REQUIRED ACTION: Transcribe the full listing below exactly.

SUPPLIED MATERIAL:
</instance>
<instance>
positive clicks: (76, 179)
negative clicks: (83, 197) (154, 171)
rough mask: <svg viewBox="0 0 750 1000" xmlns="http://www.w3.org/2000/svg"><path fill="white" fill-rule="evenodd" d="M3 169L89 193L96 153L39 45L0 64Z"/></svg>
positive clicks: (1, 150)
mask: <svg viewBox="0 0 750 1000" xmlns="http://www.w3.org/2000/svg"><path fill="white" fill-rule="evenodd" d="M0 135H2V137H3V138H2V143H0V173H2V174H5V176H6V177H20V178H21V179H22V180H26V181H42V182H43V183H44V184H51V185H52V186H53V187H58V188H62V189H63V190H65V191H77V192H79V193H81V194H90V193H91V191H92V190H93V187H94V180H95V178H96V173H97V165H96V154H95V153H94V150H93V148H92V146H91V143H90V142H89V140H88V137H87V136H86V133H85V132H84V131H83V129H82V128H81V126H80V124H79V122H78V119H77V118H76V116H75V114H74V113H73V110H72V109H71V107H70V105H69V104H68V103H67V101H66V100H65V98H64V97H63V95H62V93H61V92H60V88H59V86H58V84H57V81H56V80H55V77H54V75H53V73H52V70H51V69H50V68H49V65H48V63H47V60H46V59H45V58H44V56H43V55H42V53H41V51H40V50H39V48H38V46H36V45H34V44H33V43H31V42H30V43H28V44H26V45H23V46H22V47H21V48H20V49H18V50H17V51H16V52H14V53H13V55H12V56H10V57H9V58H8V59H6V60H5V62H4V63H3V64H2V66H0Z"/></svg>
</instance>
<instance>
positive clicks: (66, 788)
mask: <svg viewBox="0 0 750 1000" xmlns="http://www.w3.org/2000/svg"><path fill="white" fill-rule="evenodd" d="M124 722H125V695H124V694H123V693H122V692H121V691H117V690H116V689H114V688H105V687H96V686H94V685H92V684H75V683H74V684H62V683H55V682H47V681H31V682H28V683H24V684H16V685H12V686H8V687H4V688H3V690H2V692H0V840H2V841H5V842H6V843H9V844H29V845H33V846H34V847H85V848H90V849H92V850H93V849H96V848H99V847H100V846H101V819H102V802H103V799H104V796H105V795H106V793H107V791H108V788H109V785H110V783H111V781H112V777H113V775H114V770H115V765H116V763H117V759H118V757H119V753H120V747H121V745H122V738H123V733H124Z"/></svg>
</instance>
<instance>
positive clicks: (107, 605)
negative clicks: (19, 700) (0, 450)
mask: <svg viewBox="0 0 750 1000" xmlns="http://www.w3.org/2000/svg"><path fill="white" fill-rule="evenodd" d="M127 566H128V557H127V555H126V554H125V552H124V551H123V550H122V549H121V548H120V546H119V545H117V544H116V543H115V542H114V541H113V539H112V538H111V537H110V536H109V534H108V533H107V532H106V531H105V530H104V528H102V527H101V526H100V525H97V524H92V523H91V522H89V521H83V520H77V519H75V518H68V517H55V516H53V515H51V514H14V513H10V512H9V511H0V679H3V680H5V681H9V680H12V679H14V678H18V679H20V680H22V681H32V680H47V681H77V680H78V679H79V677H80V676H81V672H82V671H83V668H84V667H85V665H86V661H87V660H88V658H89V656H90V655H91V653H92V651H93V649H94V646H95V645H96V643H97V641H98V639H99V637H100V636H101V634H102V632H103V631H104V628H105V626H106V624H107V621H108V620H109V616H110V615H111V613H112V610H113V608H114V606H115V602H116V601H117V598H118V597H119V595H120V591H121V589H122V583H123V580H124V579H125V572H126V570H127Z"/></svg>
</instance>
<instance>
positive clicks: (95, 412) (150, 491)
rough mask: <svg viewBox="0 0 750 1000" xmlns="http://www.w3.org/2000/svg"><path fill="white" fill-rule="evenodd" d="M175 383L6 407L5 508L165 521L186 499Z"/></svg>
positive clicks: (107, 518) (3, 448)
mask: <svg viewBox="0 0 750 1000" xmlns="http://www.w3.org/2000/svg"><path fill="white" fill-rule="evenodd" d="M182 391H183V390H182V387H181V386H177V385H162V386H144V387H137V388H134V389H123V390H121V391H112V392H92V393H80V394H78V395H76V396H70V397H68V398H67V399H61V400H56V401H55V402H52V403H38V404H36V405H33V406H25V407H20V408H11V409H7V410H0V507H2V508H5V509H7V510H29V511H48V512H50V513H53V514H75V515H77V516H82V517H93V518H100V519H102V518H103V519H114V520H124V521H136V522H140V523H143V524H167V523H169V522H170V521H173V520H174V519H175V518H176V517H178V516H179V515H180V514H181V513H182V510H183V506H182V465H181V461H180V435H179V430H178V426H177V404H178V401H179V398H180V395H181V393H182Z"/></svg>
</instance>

SOLUTION:
</instance>
<instance>
positive clicks: (76, 179)
negative clicks: (83, 197) (154, 171)
rough mask: <svg viewBox="0 0 750 1000" xmlns="http://www.w3.org/2000/svg"><path fill="white" fill-rule="evenodd" d="M3 169L89 193L96 153L39 45L0 64Z"/></svg>
positive clicks: (1, 150)
mask: <svg viewBox="0 0 750 1000" xmlns="http://www.w3.org/2000/svg"><path fill="white" fill-rule="evenodd" d="M0 135H2V137H3V138H2V143H0V173H2V174H5V176H6V177H20V178H21V179H22V180H26V181H42V182H43V183H44V184H51V185H52V186H53V187H58V188H62V189H63V190H65V191H77V192H79V193H81V194H90V193H91V191H92V190H93V187H94V180H95V178H96V173H97V165H96V154H95V153H94V150H93V148H92V146H91V143H90V142H89V140H88V137H87V136H86V133H85V132H84V131H83V129H82V128H81V126H80V124H79V122H78V119H77V118H76V116H75V114H74V113H73V110H72V109H71V107H70V105H69V104H68V103H67V101H66V100H65V98H64V97H63V95H62V93H61V92H60V88H59V86H58V84H57V81H56V80H55V77H54V75H53V73H52V70H51V69H50V68H49V65H48V63H47V60H46V59H45V58H44V56H43V55H42V53H41V51H40V50H39V48H38V46H36V45H34V44H33V43H31V42H30V43H28V44H26V45H23V46H22V47H21V48H20V49H18V50H17V51H16V52H14V53H13V55H12V56H10V57H9V58H8V59H6V60H5V62H4V63H3V64H2V66H0Z"/></svg>
</instance>
<instance>
positive clicks: (66, 788)
mask: <svg viewBox="0 0 750 1000" xmlns="http://www.w3.org/2000/svg"><path fill="white" fill-rule="evenodd" d="M124 722H125V695H124V694H123V693H122V692H121V691H117V690H116V689H114V688H105V687H96V686H94V685H92V684H75V683H74V684H62V683H55V682H47V681H31V682H28V683H24V684H16V685H12V686H8V687H4V688H3V690H2V692H0V840H2V841H5V842H6V843H9V844H29V845H33V846H34V847H85V848H90V849H92V850H93V849H96V848H99V847H100V846H101V819H102V802H103V799H104V796H105V795H106V793H107V791H108V788H109V785H110V783H111V781H112V777H113V775H114V770H115V765H116V763H117V759H118V757H119V753H120V747H121V745H122V738H123V733H124Z"/></svg>
</instance>
<instance>
positive clicks: (107, 605)
negative clicks: (19, 700) (0, 450)
mask: <svg viewBox="0 0 750 1000" xmlns="http://www.w3.org/2000/svg"><path fill="white" fill-rule="evenodd" d="M127 566H128V557H127V555H126V554H125V552H124V551H123V550H122V549H121V548H120V546H119V545H117V544H116V543H115V542H114V541H113V539H112V538H111V537H110V536H109V534H108V533H107V532H106V531H105V530H104V528H102V527H101V526H100V525H97V524H92V523H91V522H89V521H83V520H77V519H75V518H68V517H55V516H53V515H51V514H14V513H10V512H9V511H0V679H3V680H5V681H9V680H12V679H14V678H18V679H20V680H22V681H32V680H47V681H77V680H78V679H79V677H80V676H81V672H82V671H83V668H84V667H85V665H86V661H87V660H88V658H89V656H90V655H91V653H92V651H93V649H94V646H95V645H96V643H97V641H98V639H99V637H100V636H101V634H102V632H103V631H104V628H105V626H106V624H107V621H108V620H109V616H110V615H111V613H112V610H113V608H114V606H115V602H116V601H117V598H118V597H119V595H120V591H121V589H122V583H123V580H124V579H125V572H126V570H127Z"/></svg>
</instance>
<instance>
positive clicks: (95, 412) (150, 491)
rough mask: <svg viewBox="0 0 750 1000" xmlns="http://www.w3.org/2000/svg"><path fill="white" fill-rule="evenodd" d="M175 383L6 407L5 508L165 521L186 499Z"/></svg>
positive clicks: (107, 518) (3, 448)
mask: <svg viewBox="0 0 750 1000" xmlns="http://www.w3.org/2000/svg"><path fill="white" fill-rule="evenodd" d="M182 391H183V390H182V387H181V386H177V385H162V386H144V387H137V388H134V389H123V390H121V391H112V392H92V393H80V394H78V395H76V396H70V397H68V398H67V399H61V400H56V401H55V402H52V403H38V404H36V405H33V406H25V407H20V408H11V409H7V410H0V507H2V508H5V509H7V510H29V511H48V512H50V513H53V514H75V515H77V516H82V517H93V518H100V519H102V518H103V519H114V520H124V521H136V522H140V523H143V524H167V523H169V522H170V521H173V520H174V519H175V518H176V517H178V516H179V515H180V514H181V513H182V510H183V506H182V465H181V461H180V435H179V430H178V426H177V404H178V401H179V398H180V395H181V393H182Z"/></svg>
</instance>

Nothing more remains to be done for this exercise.